Preoperative nutrition therapy in people undergoing gastrointestinal surgery

Cochrane review: Preoperative nutrition therapy in people undergoing gastrointestinal surgery

We want to share this Cochrane review: Preoperative nutrition therapy in people undergoing gastrointestinal surgery.

Objectives: To assess the effects of preoperative nutritional therapy compared to usual care in people undergoing gastrointestinal surgery.

Main results: 16 randomized trials with 2164 participants were included.

Participants underwent surgery for both upper and lower gastrointestinal cancer and received various interventions, including parenteral nutrition, enteral nutrition, immune-enhancing nutrition, or standard oral nutrition supplements. All included RCTs included mixed groups of well‐nourished and malnourished participants.

  • It is uncertain if parenteral nutrition has any effect on the number of participants who had a non‐infectious complication, infectious complication, or length of hospital stay. Very low‐certainty evidence.
  • The evidence is very uncertain about the effect of enteral nutrition on the number of participants with infectious complications after surgery or length of hospital stay. Very low-certainty evidence.
  • Immune‐enhancing nutrition compared to controls may result in little to no effect on the number of participants experiencing a non‐infectious complication, infectious complications, or length of hospital stay. Low‐certainty evidence.

· · ·

## [Task list]
**A.** How many participants took part in the trials included in the Cochrane review summary on preoperative nutrition therapy?
**B.** Return the passage from the Cochrane review summary on preoperative nutrition therapy that begins at the words "We want to share" and stops after the words "participants were included.".
**C.** Resume the Cochrane review summary on preoperative nutrition therapy, picking up after its last sentence.

## [Listed records]
· · ·

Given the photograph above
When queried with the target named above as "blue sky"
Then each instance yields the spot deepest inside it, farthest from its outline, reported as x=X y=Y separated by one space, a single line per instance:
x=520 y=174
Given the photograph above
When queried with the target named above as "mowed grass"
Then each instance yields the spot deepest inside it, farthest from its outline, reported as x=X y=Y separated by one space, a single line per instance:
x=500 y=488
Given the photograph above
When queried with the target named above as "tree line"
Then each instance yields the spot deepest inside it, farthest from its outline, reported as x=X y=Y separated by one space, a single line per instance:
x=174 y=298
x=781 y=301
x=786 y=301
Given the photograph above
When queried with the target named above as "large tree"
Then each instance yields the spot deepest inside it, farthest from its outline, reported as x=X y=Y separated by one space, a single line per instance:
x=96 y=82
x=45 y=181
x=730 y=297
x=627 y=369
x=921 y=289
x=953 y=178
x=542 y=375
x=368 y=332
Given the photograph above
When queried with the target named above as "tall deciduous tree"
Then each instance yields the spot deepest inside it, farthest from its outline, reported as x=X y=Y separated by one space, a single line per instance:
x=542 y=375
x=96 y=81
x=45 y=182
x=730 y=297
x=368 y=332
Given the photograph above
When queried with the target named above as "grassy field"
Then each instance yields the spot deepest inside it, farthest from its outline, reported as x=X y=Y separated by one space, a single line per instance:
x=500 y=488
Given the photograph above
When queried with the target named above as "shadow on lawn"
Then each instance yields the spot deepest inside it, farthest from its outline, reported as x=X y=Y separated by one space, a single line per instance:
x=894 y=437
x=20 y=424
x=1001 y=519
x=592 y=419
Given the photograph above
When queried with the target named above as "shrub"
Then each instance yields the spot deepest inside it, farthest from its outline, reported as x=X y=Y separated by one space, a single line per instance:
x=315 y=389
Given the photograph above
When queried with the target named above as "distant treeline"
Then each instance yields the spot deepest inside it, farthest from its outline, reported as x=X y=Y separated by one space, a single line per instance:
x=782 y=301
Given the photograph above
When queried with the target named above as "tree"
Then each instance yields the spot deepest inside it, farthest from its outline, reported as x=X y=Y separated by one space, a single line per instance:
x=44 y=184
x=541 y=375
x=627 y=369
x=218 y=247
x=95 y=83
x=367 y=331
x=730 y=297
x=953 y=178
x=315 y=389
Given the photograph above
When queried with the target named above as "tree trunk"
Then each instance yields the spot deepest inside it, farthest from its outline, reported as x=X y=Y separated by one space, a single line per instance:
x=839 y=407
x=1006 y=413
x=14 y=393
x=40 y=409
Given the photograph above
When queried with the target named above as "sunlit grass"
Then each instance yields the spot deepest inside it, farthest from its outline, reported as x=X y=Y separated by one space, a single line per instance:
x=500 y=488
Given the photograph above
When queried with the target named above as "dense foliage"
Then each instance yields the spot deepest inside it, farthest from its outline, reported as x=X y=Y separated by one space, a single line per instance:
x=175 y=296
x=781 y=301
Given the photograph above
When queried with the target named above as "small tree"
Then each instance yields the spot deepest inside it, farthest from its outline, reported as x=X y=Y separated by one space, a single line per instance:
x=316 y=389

· · ·

## [Per-task outputs]
**A.** 2164

**B.**
We want to share this Cochrane review: Preoperative nutrition therapy in people undergoing gastrointestinal surgery.

Objectives: To assess the effects of preoperative nutritional therapy compared to usual care in people undergoing gastrointestinal surgery.

Main results: 16 randomized trials with 2164 participants were included.

**C.**
  • Standard oral nutrition supplements may result in little to no effect on number of participants with a non‐infectious complication or the length of hospital stay. Low‐certainty evidence.
  • Sensitivity analysis based on malnourished and weight‐losing participants found oral nutrition supplements may result in a slight reduction in infections.

Authors' conclusion: We were unable to determine if parenteral nutrition, enteral nutrition, immune‐enhancing nutrition, or standard oral nutrition supplements have any effect on the clinical outcomes due to very low‐certainty evidence. There is some evidence that standard oral nutrition supplements may have no effect on complications. Sensitivity analysis showed standard oral nutrition supplements probably reduced infections in weight‐losing or malnourished participants.